* Exercise directions: Write the following entries out again exactly, skipping each image.

____

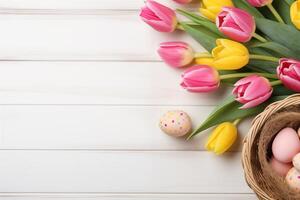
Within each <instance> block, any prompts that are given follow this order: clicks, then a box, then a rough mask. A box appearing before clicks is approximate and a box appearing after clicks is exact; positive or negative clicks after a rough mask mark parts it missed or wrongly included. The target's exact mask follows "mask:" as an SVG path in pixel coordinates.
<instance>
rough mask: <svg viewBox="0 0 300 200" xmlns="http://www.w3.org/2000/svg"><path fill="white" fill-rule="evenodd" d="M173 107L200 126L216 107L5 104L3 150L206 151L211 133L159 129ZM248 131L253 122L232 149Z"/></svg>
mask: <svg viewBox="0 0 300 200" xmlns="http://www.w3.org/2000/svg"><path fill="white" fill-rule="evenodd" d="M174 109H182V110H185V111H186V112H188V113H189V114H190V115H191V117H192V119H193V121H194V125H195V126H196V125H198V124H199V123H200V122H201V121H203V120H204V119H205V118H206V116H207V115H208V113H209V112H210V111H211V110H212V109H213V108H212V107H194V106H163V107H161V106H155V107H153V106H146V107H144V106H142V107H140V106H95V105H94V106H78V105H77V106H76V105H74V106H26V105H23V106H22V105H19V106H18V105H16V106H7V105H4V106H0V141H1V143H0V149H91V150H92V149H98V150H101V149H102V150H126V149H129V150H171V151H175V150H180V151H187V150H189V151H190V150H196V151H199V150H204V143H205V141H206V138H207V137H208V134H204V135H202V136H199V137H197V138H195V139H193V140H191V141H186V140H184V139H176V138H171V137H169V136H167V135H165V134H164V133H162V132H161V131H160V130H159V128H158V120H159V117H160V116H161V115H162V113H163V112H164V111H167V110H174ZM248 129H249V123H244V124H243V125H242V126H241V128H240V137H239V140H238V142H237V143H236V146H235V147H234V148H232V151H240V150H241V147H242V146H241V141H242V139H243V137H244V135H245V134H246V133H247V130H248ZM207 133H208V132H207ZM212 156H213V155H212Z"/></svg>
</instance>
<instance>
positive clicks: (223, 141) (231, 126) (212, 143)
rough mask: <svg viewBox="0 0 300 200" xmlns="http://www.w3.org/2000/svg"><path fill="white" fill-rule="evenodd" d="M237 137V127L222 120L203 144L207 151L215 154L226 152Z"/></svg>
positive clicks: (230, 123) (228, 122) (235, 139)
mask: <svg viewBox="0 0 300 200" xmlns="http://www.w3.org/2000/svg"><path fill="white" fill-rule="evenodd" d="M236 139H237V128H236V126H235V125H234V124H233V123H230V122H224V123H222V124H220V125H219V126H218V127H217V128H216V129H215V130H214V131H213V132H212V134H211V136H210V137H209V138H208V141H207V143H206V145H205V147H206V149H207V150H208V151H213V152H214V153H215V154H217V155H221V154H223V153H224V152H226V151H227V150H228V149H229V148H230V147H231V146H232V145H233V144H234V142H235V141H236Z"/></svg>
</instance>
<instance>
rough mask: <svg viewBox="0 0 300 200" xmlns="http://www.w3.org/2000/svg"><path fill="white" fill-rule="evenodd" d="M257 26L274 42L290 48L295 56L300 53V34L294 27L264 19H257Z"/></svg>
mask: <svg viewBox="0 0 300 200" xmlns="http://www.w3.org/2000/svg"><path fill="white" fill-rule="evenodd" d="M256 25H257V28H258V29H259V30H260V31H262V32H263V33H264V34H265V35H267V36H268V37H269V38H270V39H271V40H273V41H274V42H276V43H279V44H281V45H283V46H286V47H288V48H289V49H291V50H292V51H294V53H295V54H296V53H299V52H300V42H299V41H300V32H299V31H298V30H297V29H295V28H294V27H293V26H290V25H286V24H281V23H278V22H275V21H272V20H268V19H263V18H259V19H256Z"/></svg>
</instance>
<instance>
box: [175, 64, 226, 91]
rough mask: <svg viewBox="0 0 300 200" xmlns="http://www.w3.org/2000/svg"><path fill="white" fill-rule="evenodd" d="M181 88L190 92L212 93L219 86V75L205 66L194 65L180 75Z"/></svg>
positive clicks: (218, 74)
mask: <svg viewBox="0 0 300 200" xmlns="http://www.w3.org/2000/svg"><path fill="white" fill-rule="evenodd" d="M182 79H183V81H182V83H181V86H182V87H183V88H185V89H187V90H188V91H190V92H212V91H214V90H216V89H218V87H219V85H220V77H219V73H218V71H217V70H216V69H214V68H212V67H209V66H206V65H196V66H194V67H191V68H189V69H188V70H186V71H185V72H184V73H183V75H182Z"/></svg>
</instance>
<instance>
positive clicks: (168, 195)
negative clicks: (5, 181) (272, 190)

____

* Exercise response:
Within each <instance> block, any prompts that are given follow this order: clicks, then a box, then a rough mask. A box appearing before clicks is approximate and a box appearing after clicks is exact; positive or negative clicks after a rough mask mark parts it missed or wrongly included. The target's exact mask follows "mask:" as an SVG path in pixel coordinates.
<instance>
rough mask: <svg viewBox="0 0 300 200" xmlns="http://www.w3.org/2000/svg"><path fill="white" fill-rule="evenodd" d="M173 107L200 126L216 107L5 104L3 150L206 151L211 133L159 129ZM248 131L253 122L232 149Z"/></svg>
mask: <svg viewBox="0 0 300 200" xmlns="http://www.w3.org/2000/svg"><path fill="white" fill-rule="evenodd" d="M174 109H182V110H185V111H186V112H188V113H189V114H190V115H191V117H192V119H193V121H194V125H195V126H196V125H198V124H199V123H200V122H201V121H203V120H204V119H205V118H206V116H207V115H208V113H209V112H210V111H211V110H212V109H213V108H212V107H194V106H163V107H161V106H155V107H153V106H146V107H144V106H142V107H140V106H95V105H94V106H78V105H77V106H76V105H74V106H26V105H23V106H22V105H19V106H18V105H16V106H7V105H4V106H0V141H1V143H0V149H91V150H92V149H98V150H101V149H102V150H126V149H129V150H171V151H175V150H180V151H187V150H189V151H190V150H196V151H199V150H204V143H205V141H206V138H207V137H208V134H204V135H202V136H199V137H197V138H195V139H193V140H191V141H186V140H184V139H176V138H171V137H169V136H167V135H165V134H164V133H162V132H161V131H160V130H159V128H158V120H159V117H160V116H161V115H162V113H163V112H164V111H167V110H174ZM248 129H249V123H244V124H243V125H242V126H241V128H240V137H239V140H238V142H237V143H236V146H235V147H234V148H232V151H240V150H241V147H242V146H241V141H242V139H243V137H244V135H245V134H246V133H247V130H248ZM207 133H208V132H207ZM212 156H213V155H212Z"/></svg>
</instance>
<instance>
positive clicks: (223, 141) (231, 126) (212, 143)
rough mask: <svg viewBox="0 0 300 200" xmlns="http://www.w3.org/2000/svg"><path fill="white" fill-rule="evenodd" d="M237 137V127L222 120L203 144L207 151L215 154L226 152Z"/></svg>
positive clicks: (230, 123) (228, 122) (235, 139)
mask: <svg viewBox="0 0 300 200" xmlns="http://www.w3.org/2000/svg"><path fill="white" fill-rule="evenodd" d="M236 139H237V128H236V126H235V125H234V124H233V123H230V122H224V123H222V124H220V125H219V126H218V127H217V128H216V129H215V130H214V131H213V132H212V134H211V136H210V137H209V138H208V141H207V143H206V145H205V147H206V149H207V150H208V151H213V152H214V153H215V154H217V155H221V154H223V153H224V152H226V151H227V150H228V149H229V148H230V147H231V146H232V145H233V144H234V142H235V141H236Z"/></svg>
</instance>
<instance>
rough mask: <svg viewBox="0 0 300 200" xmlns="http://www.w3.org/2000/svg"><path fill="white" fill-rule="evenodd" d="M257 26L274 42L290 48L295 56L300 53V34L294 27L264 19H257Z"/></svg>
mask: <svg viewBox="0 0 300 200" xmlns="http://www.w3.org/2000/svg"><path fill="white" fill-rule="evenodd" d="M256 25H257V28H258V29H259V30H260V31H262V32H263V33H264V34H265V35H267V36H268V37H269V38H270V39H271V40H273V41H274V42H276V43H279V44H281V45H283V46H286V47H288V48H289V49H291V50H292V51H294V53H295V54H296V53H299V52H300V42H299V41H300V32H299V31H298V30H297V29H295V28H294V27H293V26H290V25H286V24H281V23H278V22H275V21H272V20H268V19H263V18H259V19H256Z"/></svg>
</instance>
<instance>
box: [175, 64, 226, 91]
rough mask: <svg viewBox="0 0 300 200" xmlns="http://www.w3.org/2000/svg"><path fill="white" fill-rule="evenodd" d="M181 88L190 92L212 93L219 86V75L205 66L194 65L180 75Z"/></svg>
positive clicks: (218, 74)
mask: <svg viewBox="0 0 300 200" xmlns="http://www.w3.org/2000/svg"><path fill="white" fill-rule="evenodd" d="M182 79H183V81H182V83H181V86H182V87H183V88H185V89H187V90H188V91H190V92H212V91H214V90H216V89H218V87H219V85H220V77H219V73H218V71H217V70H216V69H214V68H212V67H209V66H206V65H196V66H194V67H191V68H189V69H188V70H186V71H185V72H184V73H183V75H182Z"/></svg>
</instance>
<instance>
positive clicks: (168, 195)
negative clicks: (5, 181) (272, 190)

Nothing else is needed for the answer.